Your task
List every line in the records below that contains the string "side".

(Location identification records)
-.-.-
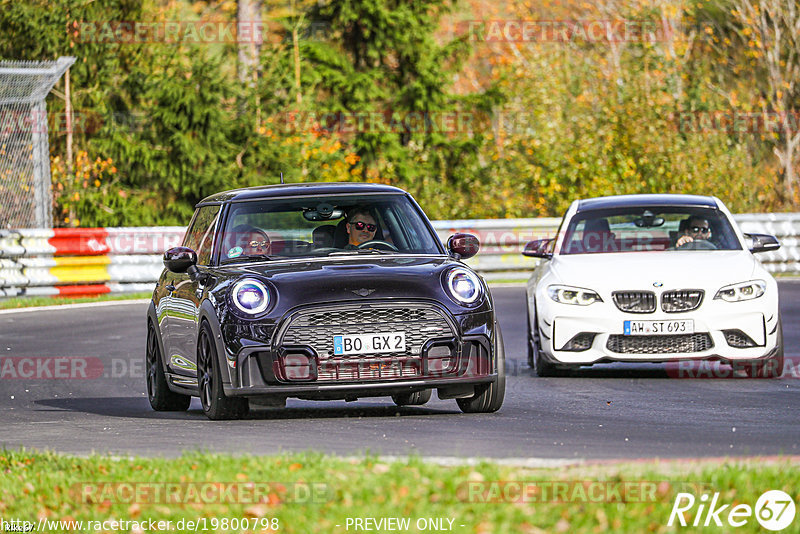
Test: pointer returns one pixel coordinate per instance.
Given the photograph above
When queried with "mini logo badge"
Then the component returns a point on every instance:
(363, 292)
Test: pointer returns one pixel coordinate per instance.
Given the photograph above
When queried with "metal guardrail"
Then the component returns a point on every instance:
(102, 260)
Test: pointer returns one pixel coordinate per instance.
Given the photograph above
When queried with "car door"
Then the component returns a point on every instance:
(186, 297)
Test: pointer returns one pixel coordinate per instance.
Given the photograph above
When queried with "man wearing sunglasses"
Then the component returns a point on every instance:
(361, 227)
(698, 229)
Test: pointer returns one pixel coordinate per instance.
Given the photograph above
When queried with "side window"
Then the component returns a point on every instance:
(200, 236)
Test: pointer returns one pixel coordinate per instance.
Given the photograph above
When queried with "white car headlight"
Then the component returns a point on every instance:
(250, 296)
(573, 295)
(742, 291)
(463, 286)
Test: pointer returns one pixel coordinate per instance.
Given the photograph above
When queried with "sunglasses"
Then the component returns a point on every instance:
(360, 225)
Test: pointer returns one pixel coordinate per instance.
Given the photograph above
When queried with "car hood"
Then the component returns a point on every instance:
(355, 279)
(641, 270)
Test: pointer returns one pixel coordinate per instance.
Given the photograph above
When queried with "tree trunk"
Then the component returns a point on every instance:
(249, 34)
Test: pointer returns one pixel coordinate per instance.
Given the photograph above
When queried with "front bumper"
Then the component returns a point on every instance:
(725, 331)
(443, 351)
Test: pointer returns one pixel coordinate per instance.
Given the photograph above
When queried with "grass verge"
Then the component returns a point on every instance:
(27, 302)
(311, 492)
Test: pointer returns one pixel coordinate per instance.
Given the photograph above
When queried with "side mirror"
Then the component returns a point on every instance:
(763, 242)
(180, 259)
(463, 245)
(538, 248)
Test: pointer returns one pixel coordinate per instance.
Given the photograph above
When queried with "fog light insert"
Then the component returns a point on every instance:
(738, 339)
(439, 358)
(580, 342)
(299, 366)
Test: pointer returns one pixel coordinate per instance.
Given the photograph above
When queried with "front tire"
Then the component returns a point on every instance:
(162, 399)
(216, 405)
(489, 398)
(536, 358)
(771, 367)
(418, 398)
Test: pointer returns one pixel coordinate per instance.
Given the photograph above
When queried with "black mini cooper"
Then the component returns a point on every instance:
(320, 291)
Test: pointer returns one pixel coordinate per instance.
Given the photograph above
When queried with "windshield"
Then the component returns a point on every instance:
(651, 229)
(323, 226)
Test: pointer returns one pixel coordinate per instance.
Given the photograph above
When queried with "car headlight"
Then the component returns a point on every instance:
(463, 286)
(250, 296)
(742, 291)
(573, 295)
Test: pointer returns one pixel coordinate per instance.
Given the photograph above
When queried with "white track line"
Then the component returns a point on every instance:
(74, 306)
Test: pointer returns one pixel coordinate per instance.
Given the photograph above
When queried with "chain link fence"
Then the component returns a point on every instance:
(25, 199)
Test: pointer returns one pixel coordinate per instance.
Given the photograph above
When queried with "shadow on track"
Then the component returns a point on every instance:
(137, 407)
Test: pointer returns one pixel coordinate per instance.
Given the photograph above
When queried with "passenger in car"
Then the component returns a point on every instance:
(251, 240)
(697, 228)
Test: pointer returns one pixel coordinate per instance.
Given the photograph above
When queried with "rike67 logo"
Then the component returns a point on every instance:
(774, 510)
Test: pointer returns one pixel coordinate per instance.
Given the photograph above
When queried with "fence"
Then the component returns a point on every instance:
(103, 260)
(25, 198)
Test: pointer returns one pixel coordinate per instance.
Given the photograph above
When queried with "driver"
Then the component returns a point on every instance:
(361, 227)
(698, 229)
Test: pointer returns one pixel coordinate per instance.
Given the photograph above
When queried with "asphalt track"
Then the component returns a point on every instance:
(608, 411)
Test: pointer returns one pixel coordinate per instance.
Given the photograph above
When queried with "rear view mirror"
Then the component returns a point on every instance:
(465, 245)
(180, 259)
(762, 242)
(539, 248)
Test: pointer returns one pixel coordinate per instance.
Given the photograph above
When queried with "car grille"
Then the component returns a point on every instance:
(659, 344)
(580, 342)
(682, 300)
(635, 301)
(316, 328)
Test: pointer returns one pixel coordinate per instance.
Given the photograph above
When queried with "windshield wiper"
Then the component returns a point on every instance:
(361, 251)
(250, 257)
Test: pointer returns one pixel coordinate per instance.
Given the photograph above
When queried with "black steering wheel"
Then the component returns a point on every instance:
(377, 243)
(698, 244)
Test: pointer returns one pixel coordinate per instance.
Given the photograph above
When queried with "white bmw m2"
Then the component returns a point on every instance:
(652, 278)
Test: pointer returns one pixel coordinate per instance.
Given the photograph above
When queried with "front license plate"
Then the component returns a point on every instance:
(369, 343)
(658, 328)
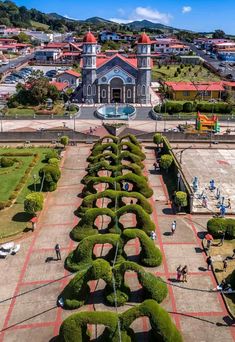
-.-.-
Expected output
When queried with "side window"
When queried with "side mirror"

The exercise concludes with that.